## CONSEGNA A
Nel brano sul Carpe Diem, chi dava questo consiglio duemila anni fa?
## CONSEGNA B
Trascrivi parola per parola il brano sul Carpe Diem, tutto da "Era il motto" giù fino a "vivi ed attivi.".

## PASSO SCELTO
····················

CARPE DIEM

Carpe Diem

Era il motto di mio fratello Carlo ed è stato incorporato da sua figlia Sabina, che lo ha letteralmente “vestito”.

Ce lo consigliava il poeta Orazio duemila anni fa, se n’era accorto lui per primo quanto fosse prezioso ogni giorno che sorge e che ci trova vivi ed attivi.

E mai come in un periodo di pandemia, di tutto stravolto, di forzata ed apparente inattività per aver la certezza che ogni giorno che ci trova vivi lo dobbiamo afferrare per le corna come se fosse un toro da domare e farlo rendere tutto quello che lui può, o che noi gli possiamo strappare. Ogni giorno che lasciamo passare nell’indifferenza o nell’attesa passiva di qualcosa che può arrivare o no, è uno spreco tremendo ed irrecuperabile, perché lui passa, ma il tempo che si porta dentro ci consuma allo stesso modo se lo usiamo o no.

····················

## DATI DEL DATASET
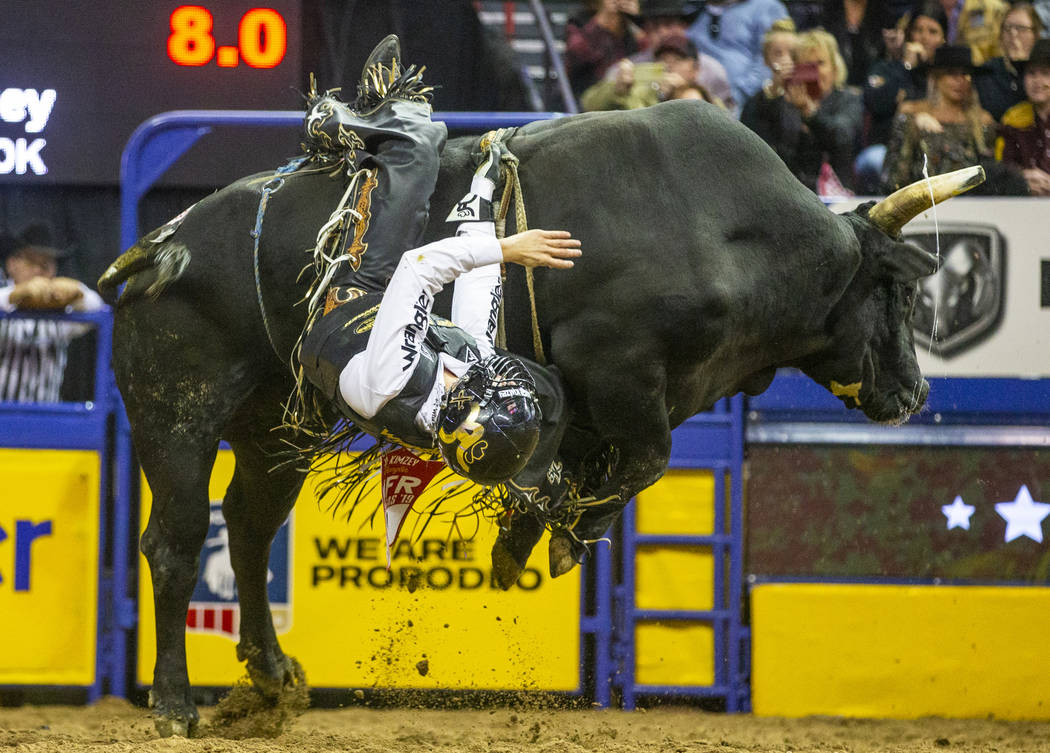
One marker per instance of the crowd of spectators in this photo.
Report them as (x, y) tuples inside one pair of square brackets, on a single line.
[(859, 97)]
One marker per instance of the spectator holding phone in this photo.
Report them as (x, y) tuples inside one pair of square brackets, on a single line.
[(947, 130), (998, 81), (645, 84), (731, 32), (901, 76), (1025, 134), (595, 39), (805, 113)]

····················

## RISPOSTA SCRITTA A
Il poeta Orazio.

## RISPOSTA SCRITTA B
Era il motto di mio fratello Carlo ed è stato incorporato da sua figlia Sabina, che lo ha letteralmente “vestito”.

Ce lo consigliava il poeta Orazio duemila anni fa, se n’era accorto lui per primo quanto fosse prezioso ogni giorno che sorge e che ci trova vivi ed attivi.